═════ Records for this exercise

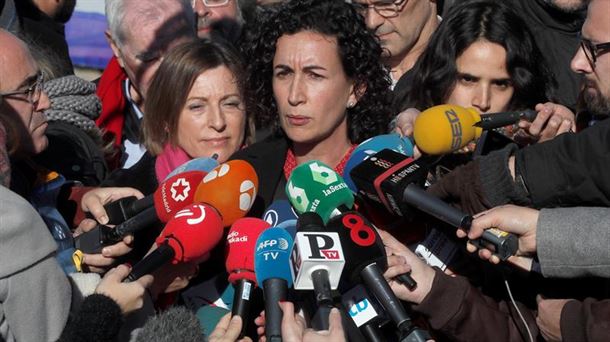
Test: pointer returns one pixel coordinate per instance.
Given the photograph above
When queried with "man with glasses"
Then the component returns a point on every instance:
(569, 172)
(33, 287)
(140, 33)
(403, 27)
(22, 101)
(223, 16)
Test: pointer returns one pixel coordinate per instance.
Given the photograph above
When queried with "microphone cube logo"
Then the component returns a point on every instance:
(180, 190)
(323, 174)
(298, 197)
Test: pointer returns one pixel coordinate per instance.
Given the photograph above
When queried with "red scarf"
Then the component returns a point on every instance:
(291, 162)
(110, 92)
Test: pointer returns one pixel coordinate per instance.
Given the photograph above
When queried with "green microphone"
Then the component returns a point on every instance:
(315, 187)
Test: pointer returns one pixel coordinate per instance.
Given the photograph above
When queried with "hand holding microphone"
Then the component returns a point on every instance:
(521, 221)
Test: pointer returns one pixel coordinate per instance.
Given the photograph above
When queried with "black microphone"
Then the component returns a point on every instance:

══════════

Your goal:
All the lines above should be reproduced exactly, and none of the pictures.

The answer:
Test: pointer returns one pixel coordinate per instance.
Given the photograph above
When queried with "man with glasses"
Then the component returns a point on every instance:
(569, 172)
(33, 287)
(140, 33)
(403, 27)
(22, 101)
(223, 16)
Test: pointer returns one pixel coordinate per instance.
Given the photograph above
When queried with "microphone cube logo"
Then the component returns a point on every instance:
(180, 190)
(323, 174)
(298, 197)
Test: pointer returns one pixel coordinate per instance.
Given the photograph above
When queried with "red scarf"
Then the component returns a point on every instance:
(291, 162)
(110, 92)
Test: pointer returns one pixel coordinate per instance.
Given the photograph above
When queried with "green microphone"
Then the component returns a point on every instance:
(315, 187)
Test: pointer returns one pixel coordinate per instance.
Given the photograph above
When queried with "hand holding microphone"
Then the component returns a point on every instance:
(521, 221)
Test: pointer returns one pixel coordinate per instance.
Given the photograph above
When queried with "black microphone"
Then the component returns a point on every instance:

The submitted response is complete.